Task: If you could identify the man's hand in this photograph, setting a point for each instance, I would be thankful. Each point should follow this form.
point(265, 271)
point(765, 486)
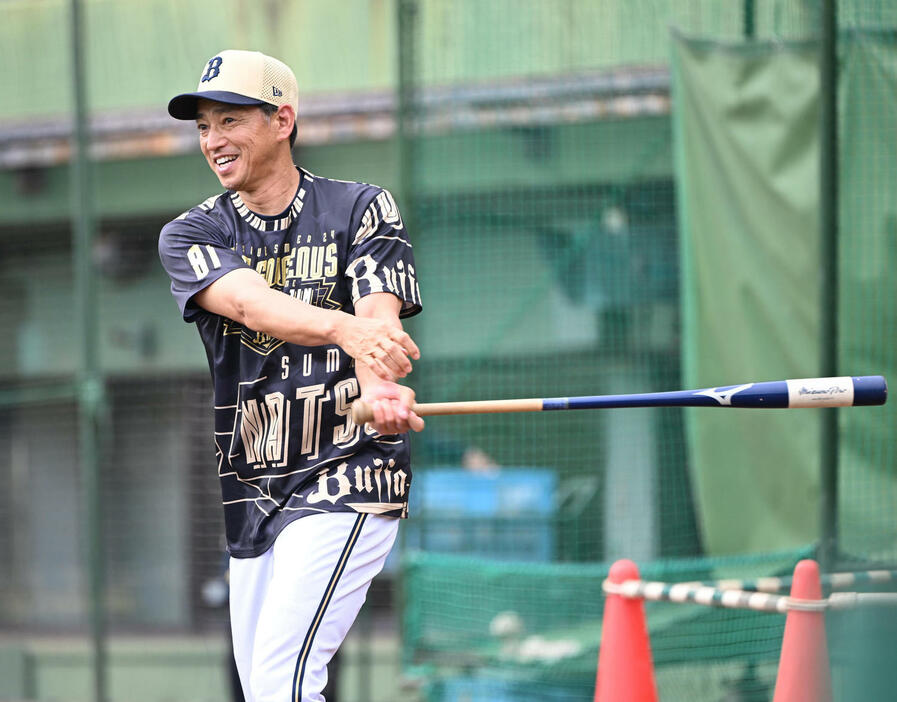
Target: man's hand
point(391, 405)
point(379, 345)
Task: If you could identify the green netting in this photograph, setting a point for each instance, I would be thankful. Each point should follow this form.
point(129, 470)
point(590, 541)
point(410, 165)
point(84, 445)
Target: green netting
point(479, 625)
point(868, 313)
point(533, 160)
point(549, 227)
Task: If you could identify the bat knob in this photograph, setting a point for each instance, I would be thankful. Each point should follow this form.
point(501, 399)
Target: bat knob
point(361, 412)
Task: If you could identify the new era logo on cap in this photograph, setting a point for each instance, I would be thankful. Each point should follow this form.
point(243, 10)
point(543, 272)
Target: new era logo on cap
point(240, 78)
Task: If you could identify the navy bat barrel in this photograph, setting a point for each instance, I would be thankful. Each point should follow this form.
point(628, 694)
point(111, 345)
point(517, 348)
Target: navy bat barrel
point(807, 392)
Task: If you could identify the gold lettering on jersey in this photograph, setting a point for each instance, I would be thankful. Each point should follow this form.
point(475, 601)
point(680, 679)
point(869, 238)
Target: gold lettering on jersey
point(313, 397)
point(342, 486)
point(312, 262)
point(348, 433)
point(334, 484)
point(264, 430)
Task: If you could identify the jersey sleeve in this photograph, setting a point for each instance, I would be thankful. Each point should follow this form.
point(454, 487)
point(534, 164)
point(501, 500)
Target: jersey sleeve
point(195, 254)
point(380, 256)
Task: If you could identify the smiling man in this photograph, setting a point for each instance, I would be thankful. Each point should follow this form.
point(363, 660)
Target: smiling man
point(296, 284)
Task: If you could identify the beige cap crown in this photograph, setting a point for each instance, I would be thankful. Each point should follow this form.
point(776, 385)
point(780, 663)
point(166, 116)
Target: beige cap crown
point(240, 78)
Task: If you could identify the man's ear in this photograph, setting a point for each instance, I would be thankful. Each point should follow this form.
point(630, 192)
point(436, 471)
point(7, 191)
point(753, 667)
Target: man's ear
point(284, 119)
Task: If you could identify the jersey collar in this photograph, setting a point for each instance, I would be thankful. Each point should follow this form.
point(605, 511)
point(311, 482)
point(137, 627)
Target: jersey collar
point(278, 222)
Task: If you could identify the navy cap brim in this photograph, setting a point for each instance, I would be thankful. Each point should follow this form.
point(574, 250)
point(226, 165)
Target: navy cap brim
point(184, 106)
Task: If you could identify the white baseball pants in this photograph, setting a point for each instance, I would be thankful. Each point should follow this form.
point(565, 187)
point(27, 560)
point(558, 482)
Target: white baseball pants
point(292, 606)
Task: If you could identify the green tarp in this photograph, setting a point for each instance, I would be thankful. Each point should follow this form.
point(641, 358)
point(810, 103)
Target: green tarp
point(747, 168)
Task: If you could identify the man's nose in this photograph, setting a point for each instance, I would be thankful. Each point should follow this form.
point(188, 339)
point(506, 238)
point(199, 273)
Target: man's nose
point(215, 138)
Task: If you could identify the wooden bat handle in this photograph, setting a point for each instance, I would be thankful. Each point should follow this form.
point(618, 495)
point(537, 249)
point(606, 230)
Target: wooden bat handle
point(361, 411)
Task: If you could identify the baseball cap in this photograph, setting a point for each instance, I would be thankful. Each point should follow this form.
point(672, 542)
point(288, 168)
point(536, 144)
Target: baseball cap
point(240, 78)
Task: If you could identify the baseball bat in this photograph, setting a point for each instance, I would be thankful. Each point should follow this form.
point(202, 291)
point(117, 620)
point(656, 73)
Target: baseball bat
point(846, 391)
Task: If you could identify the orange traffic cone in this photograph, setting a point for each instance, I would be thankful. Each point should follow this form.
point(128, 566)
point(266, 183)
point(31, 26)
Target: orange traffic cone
point(625, 669)
point(803, 666)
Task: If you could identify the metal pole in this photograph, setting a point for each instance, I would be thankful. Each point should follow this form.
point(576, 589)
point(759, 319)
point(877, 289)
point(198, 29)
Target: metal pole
point(89, 381)
point(405, 102)
point(828, 298)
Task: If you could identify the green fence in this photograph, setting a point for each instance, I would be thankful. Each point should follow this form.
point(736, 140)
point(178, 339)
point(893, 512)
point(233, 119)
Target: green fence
point(610, 197)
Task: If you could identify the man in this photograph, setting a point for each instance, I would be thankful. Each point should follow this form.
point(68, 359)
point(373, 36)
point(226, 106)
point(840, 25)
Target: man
point(296, 285)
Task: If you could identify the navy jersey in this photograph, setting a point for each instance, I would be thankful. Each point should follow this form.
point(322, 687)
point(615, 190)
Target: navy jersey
point(286, 445)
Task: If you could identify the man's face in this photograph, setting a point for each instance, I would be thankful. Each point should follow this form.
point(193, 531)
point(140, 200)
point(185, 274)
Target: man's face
point(238, 141)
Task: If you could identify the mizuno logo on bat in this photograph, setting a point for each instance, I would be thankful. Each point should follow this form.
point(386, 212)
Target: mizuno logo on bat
point(724, 397)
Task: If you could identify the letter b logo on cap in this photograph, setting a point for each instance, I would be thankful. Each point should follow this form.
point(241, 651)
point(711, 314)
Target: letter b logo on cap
point(212, 70)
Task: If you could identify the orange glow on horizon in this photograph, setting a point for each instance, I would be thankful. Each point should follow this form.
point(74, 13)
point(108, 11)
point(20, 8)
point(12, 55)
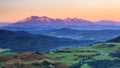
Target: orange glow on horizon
point(93, 10)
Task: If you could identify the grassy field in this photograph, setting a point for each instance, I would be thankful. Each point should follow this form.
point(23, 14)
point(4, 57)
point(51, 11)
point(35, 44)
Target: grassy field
point(99, 51)
point(71, 56)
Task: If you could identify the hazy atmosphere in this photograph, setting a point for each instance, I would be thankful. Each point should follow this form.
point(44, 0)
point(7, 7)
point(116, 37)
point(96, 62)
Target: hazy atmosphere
point(94, 10)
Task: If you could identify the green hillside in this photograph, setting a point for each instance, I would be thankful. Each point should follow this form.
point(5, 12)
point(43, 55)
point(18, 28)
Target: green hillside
point(99, 55)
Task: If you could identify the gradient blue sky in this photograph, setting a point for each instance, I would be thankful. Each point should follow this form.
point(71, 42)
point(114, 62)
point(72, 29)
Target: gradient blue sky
point(13, 10)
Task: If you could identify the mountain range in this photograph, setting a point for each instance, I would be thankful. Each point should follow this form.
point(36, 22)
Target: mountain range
point(40, 23)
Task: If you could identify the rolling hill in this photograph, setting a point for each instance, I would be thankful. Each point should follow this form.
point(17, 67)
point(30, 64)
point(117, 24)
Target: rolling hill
point(20, 41)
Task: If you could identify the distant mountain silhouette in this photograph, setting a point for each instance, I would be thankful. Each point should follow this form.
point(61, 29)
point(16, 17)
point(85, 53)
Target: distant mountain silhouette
point(39, 23)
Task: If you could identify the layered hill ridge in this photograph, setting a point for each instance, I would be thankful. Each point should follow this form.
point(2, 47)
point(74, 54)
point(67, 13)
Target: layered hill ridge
point(40, 23)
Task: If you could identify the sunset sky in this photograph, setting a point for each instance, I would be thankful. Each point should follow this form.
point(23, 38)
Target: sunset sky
point(94, 10)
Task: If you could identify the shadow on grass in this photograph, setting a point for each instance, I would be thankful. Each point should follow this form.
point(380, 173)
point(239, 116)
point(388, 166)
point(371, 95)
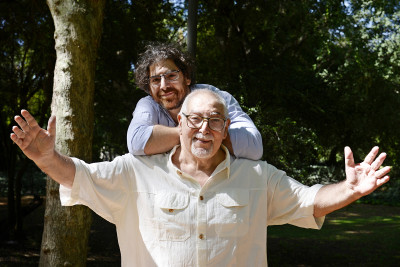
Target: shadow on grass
point(358, 235)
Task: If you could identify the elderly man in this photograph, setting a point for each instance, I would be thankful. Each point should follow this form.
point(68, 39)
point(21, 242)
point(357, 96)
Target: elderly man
point(191, 206)
point(167, 75)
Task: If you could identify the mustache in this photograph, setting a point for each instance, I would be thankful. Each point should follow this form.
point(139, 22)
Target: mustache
point(201, 136)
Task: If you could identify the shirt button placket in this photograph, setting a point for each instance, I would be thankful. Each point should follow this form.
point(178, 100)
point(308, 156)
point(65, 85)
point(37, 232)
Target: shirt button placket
point(201, 231)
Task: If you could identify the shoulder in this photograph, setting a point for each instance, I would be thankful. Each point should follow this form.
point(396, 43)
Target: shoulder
point(224, 94)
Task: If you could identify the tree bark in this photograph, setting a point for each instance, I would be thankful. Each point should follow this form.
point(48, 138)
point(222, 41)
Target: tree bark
point(192, 28)
point(78, 26)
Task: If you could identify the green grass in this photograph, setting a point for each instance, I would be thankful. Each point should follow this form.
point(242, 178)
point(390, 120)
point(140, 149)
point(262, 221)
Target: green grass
point(358, 235)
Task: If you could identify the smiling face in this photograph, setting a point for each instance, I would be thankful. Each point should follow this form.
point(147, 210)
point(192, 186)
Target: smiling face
point(169, 94)
point(202, 143)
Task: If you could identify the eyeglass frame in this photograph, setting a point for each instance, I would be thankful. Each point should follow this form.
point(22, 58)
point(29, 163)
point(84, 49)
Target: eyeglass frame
point(202, 121)
point(163, 75)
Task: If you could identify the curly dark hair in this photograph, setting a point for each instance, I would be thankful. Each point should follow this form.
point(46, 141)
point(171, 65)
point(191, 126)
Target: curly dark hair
point(156, 52)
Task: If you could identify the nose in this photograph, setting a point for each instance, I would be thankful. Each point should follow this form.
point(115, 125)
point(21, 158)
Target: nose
point(204, 127)
point(163, 83)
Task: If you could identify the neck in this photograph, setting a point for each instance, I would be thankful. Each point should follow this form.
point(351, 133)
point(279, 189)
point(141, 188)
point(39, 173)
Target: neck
point(200, 169)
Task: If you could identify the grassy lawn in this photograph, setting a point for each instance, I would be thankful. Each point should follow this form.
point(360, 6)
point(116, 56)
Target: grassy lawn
point(358, 235)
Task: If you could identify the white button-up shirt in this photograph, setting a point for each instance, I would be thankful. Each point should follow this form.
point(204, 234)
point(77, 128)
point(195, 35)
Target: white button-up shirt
point(164, 217)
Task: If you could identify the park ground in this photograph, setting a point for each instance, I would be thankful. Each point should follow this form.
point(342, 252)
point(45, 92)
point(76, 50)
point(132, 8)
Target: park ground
point(358, 235)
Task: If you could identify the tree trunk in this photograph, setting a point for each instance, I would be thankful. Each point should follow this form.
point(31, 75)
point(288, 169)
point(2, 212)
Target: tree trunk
point(78, 26)
point(192, 28)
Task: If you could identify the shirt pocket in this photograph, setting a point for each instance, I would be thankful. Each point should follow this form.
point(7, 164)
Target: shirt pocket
point(232, 211)
point(172, 216)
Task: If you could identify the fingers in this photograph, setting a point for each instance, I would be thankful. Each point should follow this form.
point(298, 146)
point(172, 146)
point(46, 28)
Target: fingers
point(378, 161)
point(382, 172)
point(371, 155)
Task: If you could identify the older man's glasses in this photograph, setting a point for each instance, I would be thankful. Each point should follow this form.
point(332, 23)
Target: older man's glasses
point(170, 76)
point(196, 122)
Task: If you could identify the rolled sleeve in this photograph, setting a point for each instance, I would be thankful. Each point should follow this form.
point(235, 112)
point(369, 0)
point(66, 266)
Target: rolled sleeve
point(103, 187)
point(146, 114)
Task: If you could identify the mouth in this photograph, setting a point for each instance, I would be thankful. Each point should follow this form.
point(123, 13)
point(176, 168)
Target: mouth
point(168, 94)
point(202, 140)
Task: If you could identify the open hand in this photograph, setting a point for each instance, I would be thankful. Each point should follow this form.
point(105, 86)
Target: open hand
point(367, 176)
point(36, 143)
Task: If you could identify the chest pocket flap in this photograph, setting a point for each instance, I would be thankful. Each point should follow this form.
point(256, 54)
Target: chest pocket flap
point(234, 198)
point(174, 201)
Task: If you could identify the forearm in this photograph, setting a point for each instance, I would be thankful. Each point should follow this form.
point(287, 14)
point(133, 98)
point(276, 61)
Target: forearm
point(333, 197)
point(162, 139)
point(58, 167)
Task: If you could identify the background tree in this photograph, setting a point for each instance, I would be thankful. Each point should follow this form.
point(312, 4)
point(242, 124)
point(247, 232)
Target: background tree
point(78, 26)
point(26, 74)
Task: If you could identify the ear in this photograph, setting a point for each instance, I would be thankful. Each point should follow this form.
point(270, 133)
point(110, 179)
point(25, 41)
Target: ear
point(180, 123)
point(227, 123)
point(188, 81)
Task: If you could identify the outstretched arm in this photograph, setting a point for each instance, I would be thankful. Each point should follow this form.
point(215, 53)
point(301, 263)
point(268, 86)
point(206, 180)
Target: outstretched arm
point(361, 180)
point(39, 145)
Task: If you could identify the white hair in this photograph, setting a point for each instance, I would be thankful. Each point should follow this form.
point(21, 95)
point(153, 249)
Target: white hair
point(217, 96)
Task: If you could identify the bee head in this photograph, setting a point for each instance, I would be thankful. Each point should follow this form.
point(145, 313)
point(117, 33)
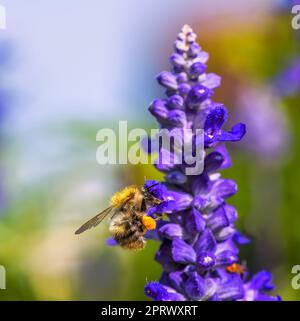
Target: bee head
point(149, 198)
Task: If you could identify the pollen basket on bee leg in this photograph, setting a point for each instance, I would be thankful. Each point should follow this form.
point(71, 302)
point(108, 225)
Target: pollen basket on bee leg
point(148, 222)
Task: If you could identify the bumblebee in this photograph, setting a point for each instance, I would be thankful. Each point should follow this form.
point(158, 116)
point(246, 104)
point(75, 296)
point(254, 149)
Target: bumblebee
point(129, 222)
point(236, 268)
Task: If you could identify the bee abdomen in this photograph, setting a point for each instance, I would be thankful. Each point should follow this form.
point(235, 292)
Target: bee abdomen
point(133, 244)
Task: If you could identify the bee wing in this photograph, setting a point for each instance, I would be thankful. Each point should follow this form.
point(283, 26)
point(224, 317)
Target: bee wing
point(94, 221)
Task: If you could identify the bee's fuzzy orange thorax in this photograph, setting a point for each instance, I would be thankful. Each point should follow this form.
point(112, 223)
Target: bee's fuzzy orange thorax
point(236, 268)
point(148, 222)
point(119, 198)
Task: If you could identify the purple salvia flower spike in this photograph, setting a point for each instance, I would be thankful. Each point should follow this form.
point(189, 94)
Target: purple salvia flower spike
point(199, 241)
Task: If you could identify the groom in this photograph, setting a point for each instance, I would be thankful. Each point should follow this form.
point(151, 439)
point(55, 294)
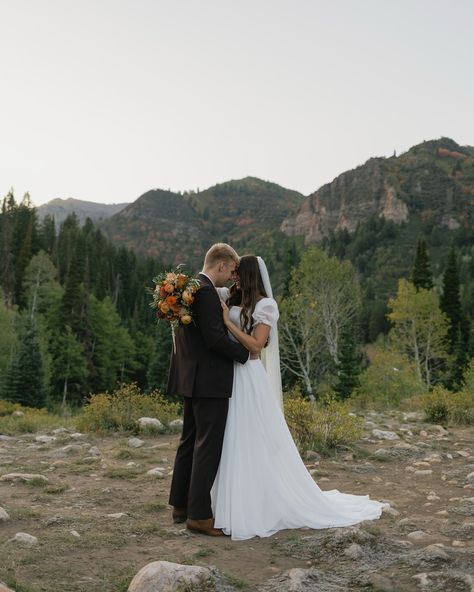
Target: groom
point(202, 370)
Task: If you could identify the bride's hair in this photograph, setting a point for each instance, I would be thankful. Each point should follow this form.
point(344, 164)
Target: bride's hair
point(251, 288)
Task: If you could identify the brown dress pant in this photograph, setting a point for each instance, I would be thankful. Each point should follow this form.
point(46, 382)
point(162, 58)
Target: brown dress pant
point(198, 455)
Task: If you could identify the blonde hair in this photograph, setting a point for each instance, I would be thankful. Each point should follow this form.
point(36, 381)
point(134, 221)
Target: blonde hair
point(220, 252)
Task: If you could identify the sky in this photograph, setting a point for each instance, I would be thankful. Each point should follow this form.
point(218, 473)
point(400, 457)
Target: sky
point(103, 100)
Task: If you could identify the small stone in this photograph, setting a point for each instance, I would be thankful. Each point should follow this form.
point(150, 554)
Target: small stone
point(23, 537)
point(418, 535)
point(422, 579)
point(45, 439)
point(170, 577)
point(176, 424)
point(150, 422)
point(135, 442)
point(116, 515)
point(157, 472)
point(354, 551)
point(390, 511)
point(385, 435)
point(4, 516)
point(23, 477)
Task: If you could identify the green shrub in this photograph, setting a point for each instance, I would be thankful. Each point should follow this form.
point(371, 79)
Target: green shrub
point(389, 380)
point(121, 409)
point(437, 404)
point(322, 425)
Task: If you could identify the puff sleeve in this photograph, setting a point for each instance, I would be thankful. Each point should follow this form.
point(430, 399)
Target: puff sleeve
point(224, 293)
point(266, 312)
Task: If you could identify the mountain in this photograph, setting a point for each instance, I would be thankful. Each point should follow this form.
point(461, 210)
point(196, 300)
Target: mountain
point(60, 209)
point(173, 226)
point(433, 181)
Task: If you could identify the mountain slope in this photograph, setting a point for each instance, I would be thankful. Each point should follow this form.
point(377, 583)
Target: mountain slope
point(60, 209)
point(434, 180)
point(176, 227)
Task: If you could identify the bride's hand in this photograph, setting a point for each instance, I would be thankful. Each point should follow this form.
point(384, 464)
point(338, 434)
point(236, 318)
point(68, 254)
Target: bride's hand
point(225, 312)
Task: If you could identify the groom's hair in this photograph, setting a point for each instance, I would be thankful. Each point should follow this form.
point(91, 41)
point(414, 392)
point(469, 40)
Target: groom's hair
point(220, 252)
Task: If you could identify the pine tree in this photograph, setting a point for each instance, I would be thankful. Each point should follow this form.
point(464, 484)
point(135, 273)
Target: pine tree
point(25, 377)
point(450, 301)
point(421, 276)
point(348, 370)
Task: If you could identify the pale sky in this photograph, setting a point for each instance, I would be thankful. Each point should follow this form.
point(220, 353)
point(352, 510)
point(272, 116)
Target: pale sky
point(103, 100)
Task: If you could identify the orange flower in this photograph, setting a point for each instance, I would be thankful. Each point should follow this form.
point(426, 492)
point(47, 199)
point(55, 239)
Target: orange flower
point(187, 297)
point(181, 281)
point(186, 319)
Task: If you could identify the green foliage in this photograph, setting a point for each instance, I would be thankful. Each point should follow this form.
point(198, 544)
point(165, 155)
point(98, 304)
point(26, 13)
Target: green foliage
point(32, 421)
point(421, 276)
point(120, 410)
point(437, 404)
point(24, 382)
point(320, 426)
point(388, 380)
point(419, 329)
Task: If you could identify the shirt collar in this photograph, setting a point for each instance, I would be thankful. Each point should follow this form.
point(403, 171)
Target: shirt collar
point(205, 275)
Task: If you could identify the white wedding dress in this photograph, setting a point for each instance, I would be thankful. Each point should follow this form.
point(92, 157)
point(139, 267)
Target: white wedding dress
point(262, 485)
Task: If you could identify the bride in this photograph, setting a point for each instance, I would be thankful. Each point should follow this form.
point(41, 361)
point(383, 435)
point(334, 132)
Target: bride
point(262, 485)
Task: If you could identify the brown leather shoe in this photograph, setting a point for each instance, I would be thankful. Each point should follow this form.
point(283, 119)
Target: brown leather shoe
point(179, 515)
point(204, 527)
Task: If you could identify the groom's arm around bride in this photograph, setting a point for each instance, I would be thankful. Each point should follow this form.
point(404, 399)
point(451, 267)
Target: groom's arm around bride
point(201, 371)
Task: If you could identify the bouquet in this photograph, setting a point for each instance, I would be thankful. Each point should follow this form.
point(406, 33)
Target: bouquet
point(173, 296)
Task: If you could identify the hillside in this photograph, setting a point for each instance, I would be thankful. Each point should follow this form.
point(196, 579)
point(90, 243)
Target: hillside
point(173, 226)
point(60, 209)
point(433, 180)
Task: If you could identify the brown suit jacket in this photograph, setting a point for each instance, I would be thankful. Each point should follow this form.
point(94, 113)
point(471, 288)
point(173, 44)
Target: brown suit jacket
point(203, 365)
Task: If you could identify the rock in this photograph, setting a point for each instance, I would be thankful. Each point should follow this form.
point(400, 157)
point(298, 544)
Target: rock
point(380, 583)
point(305, 580)
point(135, 442)
point(23, 477)
point(45, 439)
point(24, 538)
point(355, 551)
point(170, 577)
point(439, 429)
point(423, 580)
point(385, 435)
point(4, 516)
point(418, 535)
point(312, 455)
point(176, 424)
point(72, 449)
point(157, 472)
point(390, 511)
point(117, 515)
point(150, 422)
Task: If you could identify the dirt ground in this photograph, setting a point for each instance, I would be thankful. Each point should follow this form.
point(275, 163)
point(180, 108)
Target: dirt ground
point(425, 475)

| Work task |
Referring to the material above, set down exactly the lines between the line with "point(196, 300)" and the line with "point(338, 434)", inclusive, and no other lines.

| Completed exercise |
point(196, 300)
Target: mountain
point(60, 209)
point(173, 226)
point(433, 181)
Task: If you could identify the mountain slope in this photograph, setting a point for each instance, I would be thankful. Each point should follow this form.
point(377, 583)
Target: mountain slope
point(60, 209)
point(434, 180)
point(176, 227)
Task: If you could identify the bride's hand in this photograph, setting a point for each instance, I would be thankful. Each point should follow this form.
point(384, 464)
point(338, 434)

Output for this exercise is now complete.